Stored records
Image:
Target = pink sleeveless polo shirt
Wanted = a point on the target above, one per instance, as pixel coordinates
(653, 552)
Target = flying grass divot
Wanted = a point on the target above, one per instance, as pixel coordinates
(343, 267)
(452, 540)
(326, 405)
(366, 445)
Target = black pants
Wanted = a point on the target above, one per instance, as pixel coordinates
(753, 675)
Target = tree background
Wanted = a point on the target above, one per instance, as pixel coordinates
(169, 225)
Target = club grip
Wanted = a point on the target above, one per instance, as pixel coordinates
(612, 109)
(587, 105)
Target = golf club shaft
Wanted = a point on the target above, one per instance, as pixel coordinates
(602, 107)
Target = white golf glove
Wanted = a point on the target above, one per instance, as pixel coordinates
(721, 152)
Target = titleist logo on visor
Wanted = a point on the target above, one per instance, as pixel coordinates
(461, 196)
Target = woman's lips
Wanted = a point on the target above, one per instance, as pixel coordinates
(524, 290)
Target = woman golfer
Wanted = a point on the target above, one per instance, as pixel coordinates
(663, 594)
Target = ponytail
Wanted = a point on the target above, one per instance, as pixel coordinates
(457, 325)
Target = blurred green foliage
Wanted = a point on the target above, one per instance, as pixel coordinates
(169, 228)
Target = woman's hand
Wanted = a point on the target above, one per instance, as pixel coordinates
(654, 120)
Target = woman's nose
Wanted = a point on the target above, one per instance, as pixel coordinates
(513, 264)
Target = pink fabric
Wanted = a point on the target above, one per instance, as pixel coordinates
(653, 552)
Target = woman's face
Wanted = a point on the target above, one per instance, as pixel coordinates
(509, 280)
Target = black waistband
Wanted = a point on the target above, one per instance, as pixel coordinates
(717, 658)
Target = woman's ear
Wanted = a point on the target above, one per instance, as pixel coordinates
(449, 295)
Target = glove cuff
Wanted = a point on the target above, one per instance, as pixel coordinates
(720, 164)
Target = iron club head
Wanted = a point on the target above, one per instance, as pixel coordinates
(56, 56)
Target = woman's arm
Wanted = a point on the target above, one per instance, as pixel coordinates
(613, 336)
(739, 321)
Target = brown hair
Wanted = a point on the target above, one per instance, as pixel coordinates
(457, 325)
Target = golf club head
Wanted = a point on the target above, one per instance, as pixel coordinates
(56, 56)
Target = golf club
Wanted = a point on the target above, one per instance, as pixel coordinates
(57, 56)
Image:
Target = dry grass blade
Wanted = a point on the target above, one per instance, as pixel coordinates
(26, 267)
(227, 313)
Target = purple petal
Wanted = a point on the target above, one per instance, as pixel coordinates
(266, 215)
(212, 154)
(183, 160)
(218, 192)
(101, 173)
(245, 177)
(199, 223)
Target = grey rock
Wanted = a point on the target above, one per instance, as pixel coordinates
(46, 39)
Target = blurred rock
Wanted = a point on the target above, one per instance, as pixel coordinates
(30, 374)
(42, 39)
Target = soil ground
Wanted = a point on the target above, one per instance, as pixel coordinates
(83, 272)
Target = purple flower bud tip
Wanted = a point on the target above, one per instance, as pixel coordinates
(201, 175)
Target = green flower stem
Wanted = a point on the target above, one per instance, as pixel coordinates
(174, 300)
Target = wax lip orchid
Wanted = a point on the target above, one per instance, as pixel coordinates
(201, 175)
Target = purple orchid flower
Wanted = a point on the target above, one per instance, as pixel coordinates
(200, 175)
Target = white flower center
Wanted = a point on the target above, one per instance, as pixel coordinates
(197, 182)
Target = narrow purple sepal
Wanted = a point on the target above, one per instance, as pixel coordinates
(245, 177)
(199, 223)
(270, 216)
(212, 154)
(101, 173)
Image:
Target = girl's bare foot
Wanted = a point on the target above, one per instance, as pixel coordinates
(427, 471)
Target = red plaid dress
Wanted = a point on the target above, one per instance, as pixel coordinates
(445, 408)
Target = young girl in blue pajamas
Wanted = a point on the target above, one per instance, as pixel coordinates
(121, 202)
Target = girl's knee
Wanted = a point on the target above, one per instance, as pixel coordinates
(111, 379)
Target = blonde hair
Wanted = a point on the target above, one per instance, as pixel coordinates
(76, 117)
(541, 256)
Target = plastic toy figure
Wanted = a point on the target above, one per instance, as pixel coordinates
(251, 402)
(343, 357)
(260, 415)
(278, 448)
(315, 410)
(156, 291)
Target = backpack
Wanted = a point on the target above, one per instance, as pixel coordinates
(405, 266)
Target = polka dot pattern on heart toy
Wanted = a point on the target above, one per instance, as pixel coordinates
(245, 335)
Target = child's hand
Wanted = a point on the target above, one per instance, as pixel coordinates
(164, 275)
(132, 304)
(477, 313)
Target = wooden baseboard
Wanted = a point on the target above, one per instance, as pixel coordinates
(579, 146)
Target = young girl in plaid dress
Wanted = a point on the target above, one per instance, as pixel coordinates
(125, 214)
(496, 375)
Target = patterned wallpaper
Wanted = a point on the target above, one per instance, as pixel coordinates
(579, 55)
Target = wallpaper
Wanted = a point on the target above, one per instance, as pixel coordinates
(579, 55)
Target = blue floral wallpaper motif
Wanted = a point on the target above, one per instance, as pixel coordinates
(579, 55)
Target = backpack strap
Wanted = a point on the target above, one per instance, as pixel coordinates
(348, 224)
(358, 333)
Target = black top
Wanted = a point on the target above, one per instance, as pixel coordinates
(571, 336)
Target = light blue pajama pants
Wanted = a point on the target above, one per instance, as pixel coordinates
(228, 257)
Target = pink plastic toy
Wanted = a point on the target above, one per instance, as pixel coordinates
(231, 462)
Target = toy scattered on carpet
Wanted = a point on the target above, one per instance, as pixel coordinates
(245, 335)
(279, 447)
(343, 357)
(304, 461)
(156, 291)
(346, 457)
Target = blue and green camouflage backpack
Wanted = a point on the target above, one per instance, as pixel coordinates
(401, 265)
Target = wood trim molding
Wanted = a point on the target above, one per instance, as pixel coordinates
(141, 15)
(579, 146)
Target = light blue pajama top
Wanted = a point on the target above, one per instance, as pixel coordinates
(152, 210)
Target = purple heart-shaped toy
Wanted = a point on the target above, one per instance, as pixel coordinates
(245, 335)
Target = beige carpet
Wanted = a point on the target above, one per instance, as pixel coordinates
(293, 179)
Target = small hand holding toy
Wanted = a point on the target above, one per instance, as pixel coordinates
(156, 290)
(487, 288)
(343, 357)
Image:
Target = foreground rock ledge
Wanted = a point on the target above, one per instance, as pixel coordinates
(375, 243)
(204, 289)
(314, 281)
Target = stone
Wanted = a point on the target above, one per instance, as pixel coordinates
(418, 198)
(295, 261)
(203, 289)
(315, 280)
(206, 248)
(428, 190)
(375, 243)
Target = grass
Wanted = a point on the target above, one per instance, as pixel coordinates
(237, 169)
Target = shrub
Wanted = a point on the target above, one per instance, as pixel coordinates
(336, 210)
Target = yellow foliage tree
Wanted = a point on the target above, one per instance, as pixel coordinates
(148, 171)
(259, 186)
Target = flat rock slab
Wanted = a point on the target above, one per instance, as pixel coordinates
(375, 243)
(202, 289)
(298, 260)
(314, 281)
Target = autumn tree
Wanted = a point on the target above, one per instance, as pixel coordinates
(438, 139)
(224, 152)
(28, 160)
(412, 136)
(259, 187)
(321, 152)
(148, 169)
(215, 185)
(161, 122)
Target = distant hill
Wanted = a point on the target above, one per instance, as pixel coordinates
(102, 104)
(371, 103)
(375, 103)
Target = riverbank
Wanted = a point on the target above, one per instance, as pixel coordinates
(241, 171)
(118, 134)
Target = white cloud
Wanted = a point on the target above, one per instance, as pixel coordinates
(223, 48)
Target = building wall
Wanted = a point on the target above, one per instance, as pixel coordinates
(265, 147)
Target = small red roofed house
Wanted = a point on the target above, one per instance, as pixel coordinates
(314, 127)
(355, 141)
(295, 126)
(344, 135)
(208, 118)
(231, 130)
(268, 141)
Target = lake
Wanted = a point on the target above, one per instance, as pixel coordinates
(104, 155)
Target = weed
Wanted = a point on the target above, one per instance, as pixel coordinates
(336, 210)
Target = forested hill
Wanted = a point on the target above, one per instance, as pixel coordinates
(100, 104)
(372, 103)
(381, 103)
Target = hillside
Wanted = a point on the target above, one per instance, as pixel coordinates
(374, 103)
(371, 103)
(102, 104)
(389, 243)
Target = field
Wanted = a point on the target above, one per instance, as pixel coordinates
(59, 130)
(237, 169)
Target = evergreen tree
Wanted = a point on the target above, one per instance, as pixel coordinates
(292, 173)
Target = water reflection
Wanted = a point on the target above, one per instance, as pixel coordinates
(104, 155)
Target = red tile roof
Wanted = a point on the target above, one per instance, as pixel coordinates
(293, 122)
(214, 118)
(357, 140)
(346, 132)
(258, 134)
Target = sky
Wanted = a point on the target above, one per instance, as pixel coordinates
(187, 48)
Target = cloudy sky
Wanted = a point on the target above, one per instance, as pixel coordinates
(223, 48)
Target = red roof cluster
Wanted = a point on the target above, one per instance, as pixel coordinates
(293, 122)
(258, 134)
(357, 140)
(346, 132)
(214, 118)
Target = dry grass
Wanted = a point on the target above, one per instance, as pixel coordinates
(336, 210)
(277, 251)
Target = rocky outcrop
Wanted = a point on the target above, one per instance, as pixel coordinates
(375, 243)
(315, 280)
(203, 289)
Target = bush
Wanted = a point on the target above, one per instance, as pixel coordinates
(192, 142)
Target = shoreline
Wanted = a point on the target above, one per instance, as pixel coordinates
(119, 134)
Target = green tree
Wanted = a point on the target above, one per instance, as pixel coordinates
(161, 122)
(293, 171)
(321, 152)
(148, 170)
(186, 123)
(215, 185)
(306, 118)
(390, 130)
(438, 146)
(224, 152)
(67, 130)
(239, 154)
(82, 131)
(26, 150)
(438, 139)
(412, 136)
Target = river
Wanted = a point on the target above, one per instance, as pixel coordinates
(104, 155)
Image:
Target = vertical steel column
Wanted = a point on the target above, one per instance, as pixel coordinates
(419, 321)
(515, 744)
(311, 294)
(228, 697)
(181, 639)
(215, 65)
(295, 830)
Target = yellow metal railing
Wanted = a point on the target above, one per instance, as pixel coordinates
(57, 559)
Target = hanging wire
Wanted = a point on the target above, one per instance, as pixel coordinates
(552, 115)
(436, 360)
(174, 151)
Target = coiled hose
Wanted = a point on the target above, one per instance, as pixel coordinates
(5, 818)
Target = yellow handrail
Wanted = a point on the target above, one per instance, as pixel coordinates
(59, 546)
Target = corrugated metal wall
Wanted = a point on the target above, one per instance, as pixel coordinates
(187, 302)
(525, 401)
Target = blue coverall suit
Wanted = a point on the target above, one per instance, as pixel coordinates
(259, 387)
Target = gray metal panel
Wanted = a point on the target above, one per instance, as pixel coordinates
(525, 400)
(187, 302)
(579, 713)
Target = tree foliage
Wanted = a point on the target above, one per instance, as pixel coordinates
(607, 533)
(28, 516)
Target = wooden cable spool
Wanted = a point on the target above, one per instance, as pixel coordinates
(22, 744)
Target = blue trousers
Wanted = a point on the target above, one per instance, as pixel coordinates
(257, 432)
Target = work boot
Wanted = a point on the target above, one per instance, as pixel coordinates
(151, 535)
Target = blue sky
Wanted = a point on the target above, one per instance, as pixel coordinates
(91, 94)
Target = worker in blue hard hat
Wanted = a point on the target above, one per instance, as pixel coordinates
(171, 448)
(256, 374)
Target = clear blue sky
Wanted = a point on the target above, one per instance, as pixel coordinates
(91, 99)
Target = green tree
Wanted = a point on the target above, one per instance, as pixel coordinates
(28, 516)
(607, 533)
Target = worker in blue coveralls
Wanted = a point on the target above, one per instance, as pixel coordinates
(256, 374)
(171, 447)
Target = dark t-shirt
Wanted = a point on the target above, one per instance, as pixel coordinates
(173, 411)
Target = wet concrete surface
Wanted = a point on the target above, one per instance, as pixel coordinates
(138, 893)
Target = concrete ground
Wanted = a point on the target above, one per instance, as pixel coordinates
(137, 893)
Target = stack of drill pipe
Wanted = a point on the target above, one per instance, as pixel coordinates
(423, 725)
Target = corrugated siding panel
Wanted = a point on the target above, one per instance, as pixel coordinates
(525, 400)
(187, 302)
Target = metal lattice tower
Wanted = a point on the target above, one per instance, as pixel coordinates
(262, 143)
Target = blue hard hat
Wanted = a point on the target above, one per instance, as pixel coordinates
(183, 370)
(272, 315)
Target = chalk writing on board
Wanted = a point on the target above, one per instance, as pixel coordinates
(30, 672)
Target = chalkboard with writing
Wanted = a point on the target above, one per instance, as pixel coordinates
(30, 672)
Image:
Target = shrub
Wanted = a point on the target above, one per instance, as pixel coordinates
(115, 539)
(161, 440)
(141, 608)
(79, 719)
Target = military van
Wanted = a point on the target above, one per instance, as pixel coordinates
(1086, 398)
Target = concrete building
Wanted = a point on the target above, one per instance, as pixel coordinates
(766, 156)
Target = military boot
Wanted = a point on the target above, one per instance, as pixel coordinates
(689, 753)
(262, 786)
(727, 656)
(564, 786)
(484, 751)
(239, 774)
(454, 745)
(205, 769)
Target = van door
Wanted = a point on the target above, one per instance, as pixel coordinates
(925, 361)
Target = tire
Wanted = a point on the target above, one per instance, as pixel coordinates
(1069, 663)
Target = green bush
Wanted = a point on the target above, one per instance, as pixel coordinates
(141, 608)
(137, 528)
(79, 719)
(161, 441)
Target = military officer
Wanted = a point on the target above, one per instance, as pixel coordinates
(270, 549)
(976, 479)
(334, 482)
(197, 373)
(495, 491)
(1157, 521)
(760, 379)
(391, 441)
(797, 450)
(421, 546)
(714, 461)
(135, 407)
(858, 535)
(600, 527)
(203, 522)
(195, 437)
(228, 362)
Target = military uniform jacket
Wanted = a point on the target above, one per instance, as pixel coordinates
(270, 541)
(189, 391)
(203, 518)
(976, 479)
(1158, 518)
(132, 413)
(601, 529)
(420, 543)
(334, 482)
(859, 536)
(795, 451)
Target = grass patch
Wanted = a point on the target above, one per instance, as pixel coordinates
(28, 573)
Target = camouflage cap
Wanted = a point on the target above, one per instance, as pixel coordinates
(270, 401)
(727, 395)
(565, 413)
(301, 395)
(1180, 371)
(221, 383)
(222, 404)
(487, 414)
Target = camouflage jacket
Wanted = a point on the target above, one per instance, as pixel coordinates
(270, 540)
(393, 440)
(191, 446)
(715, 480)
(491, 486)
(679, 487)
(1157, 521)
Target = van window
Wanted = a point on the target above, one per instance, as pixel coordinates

**Your goal**
Reproduce only the lines running from the one that contains "Target = green bush" to the last line of the records.

**Output of the task**
Target = green bush
Wanted = a point on the target above, one per instance, as pixel coordinates
(141, 608)
(137, 528)
(79, 719)
(161, 441)
Target = military officer
Wanted = a point on the target above, one per instance, as pixel coordinates
(270, 549)
(976, 479)
(334, 482)
(197, 373)
(495, 491)
(1157, 521)
(760, 379)
(391, 441)
(797, 450)
(421, 546)
(714, 461)
(135, 407)
(858, 535)
(600, 527)
(203, 522)
(195, 437)
(228, 362)
Target = military uniform jacket
Wanted = a point on the target above, one per instance, as pixel coordinates
(270, 541)
(189, 391)
(203, 518)
(976, 479)
(1158, 518)
(132, 413)
(601, 529)
(420, 543)
(334, 482)
(859, 536)
(795, 451)
Target = grass patch
Wanted = a point on the target above, one per instance, as pixel coordinates
(28, 573)
Target = camouflage cap
Wanted = a point on the target above, one per instance, as pixel coordinates
(270, 401)
(727, 395)
(565, 413)
(301, 395)
(1180, 371)
(221, 383)
(222, 404)
(487, 414)
Target = camouflage jacket
Wanted = a point on the target above, one per instance, as pixel coordinates
(270, 540)
(393, 440)
(191, 446)
(715, 480)
(491, 486)
(679, 487)
(1157, 521)
Target = van window
Wanted = a point on the target above, one per instance, as pixel coordinates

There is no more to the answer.